→ **TÂCHES À RÉALISER**
[A] Transcrivez à l'identique le passage de l'article sur les dépenses de santé des familles tunisiennes, en commençant par « Paradoxalement, nous avions » et en poursuivant jusqu'à « dont la Libye. ».
[B] D'après l'article sur les dépenses de santé des familles tunisiennes, quelle part maximale du budget les normes internationales fixent-elles pour la santé ?

→ **EXTRAIT FOURNI**
- - -

Les familles tunisiennes consacrent 37,5% de leur budget à la santé

 Les familles tunisiennes consacrent 37,5% de leur budget à la santé


Sur fond de pénurie persistante des médicaments dans le pays, les familles tunisiennes allouent en moyenne 37,5% de leurs dépenses à la santé. Un taux qui ne devrait pas dépasser 20% selon les normes internationales, d'après les résultats d'une étude réalisé par l'institut national du travail et des études sociales de Tunis (INTES).



 


Expert en économie de la santé, l'universitaire chargé de ces questions à l'INTES Chokri Arfa a affirmé lors d'une conférence organisée aujourd’hui jeudi à Tunis autour du thème des inégalités sociales en Tunisie, que 8% des familles tunisiennes ont dépensé des sommes excessives pour couvrir leurs besoins de santé, ce qui a résulté en leur appauvrissement. En d’autres termes, près d’une famille tunisienne sur 10 s’est retrouvée en dessous du seuil de pauvreté après s'être endettée ou vendu ses biens pour pouvoir se soigner.


 


Déficit structurel et situation alarmante


Le conférencier a par conséquent appelé à la nécessité de mettre en place un système de santé public équitable et global offrant des prestations de qualité à tous les citoyens à travers l'ensemble des régions du pays. Réputée pour un système de santé relativement performant qui lui valait des centaines de milliers séjours de soins de ressortissants d’autres pays de la région chaque année jusqu’à un passé récent, la Tunisie a de l’avis des spécialistes et des patients connu une dégradation rapide dans ce secteur, qui tend à s’élitiser via la multiplication des cliniques privées au détriment des hôpitaux.   


Mi-janvier, le ministre de la Santé Abderaouf Cherif, en poste depuis seulement deux mois, s’était publiquement engagé à « régler à 95% le problème de la pénurie de médicaments avant fin février prochain », répondant ainsi à des questions des députés à propos de la corruption dans le secteur pharmaceutique, au moment où deux prêts ont été accordés à la pharmacie centrale afin de régler son déficit budgétaire.


Incrédules, les Tunisiens ont déjà cependant entendu la même promesse six mois auparavant de la bouche du prédécesseur de Cherif, et comme nous avons pu le vérifier dans plusieurs pharmacies, aucune entame de retour à la normale n’est constatée. Pis : des médicaments d’importation, tant vitaux que de confort, sont à nouveau en rupture de stock, alors qu’ils ont été brièvement disponibles lors du début de reconstitution des stocks amorcée il y a environ 3 mois.


Paradoxalement, nous avions aussi pu constater que malgré l’inflation, le prix des médicaments de nouveau disponibles, qu’ils soient génériques ou non, était inférieur aux prix pratiqués par le passé. Un différentiel qui s’explique selon des sources proches du dossier par une correction opérée par les contrôles sanitaires après qu’elles aient pu neutraliser la spéculation qui sévissait sur ce marché.   


Pendant ce temps, la contrebande de médicaments prospère, comme au Kef, à Sfax ou encore dans la capitale, où les services de la douane saisissent régulièrement soit des stocks périmés, soit des médicaments en partance pour les pays voisins dont la Libye.


Si les autorités qui se veulent rassurantes affirment que la Pharmacie centrale dispose actuellement d’un stock stratégique qui couvre les 4 prochains mois, le recours de certaines familles au marché noir constitue un cercle vicieux qui explique en partie que plus d’un tiers des Tunisiens se ruine en soignant des maladies chroniques, étant prêts à débourser des sommes déraisonnables mais aussi à force de vouloir stocker des médicaments à la faveur d’un réflexe survivaliste.

- - -

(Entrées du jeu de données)
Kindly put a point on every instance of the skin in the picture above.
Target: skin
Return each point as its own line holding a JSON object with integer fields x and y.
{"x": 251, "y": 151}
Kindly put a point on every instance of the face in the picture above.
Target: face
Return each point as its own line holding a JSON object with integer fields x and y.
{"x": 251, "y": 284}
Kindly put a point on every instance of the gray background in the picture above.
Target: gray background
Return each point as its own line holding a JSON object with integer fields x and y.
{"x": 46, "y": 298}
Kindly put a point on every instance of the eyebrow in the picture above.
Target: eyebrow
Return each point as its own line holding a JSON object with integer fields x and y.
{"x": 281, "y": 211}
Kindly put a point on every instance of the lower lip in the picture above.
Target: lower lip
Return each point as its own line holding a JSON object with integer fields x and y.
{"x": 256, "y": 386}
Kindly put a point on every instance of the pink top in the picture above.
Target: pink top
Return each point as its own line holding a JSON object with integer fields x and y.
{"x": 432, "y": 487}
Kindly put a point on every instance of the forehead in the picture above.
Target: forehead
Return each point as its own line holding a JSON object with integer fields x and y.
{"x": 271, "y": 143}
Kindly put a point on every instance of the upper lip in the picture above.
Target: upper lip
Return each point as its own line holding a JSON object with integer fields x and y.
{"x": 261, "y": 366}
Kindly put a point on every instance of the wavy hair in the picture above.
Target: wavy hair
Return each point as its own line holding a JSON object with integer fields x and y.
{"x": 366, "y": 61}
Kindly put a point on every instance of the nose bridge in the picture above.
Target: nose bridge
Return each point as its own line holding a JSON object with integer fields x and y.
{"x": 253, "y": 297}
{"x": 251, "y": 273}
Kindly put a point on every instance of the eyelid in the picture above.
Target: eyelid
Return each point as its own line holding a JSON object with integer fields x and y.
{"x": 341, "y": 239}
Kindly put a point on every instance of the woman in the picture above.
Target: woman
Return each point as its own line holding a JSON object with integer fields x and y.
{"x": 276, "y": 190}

- - -

→ **RÉPONSES CI-APRÈS**
[A]
Paradoxalement, nous avions aussi pu constater que malgré l’inflation, le prix des médicaments de nouveau disponibles, qu’ils soient génériques ou non, était inférieur aux prix pratiqués par le passé. Un différentiel qui s’explique selon des sources proches du dossier par une correction opérée par les contrôles sanitaires après qu’elles aient pu neutraliser la spéculation qui sévissait sur ce marché.   


Pendant ce temps, la contrebande de médicaments prospère, comme au Kef, à Sfax ou encore dans la capitale, où les services de la douane saisissent régulièrement soit des stocks périmés, soit des médicaments en partance pour les pays voisins dont la Libye.

[B] 20 %.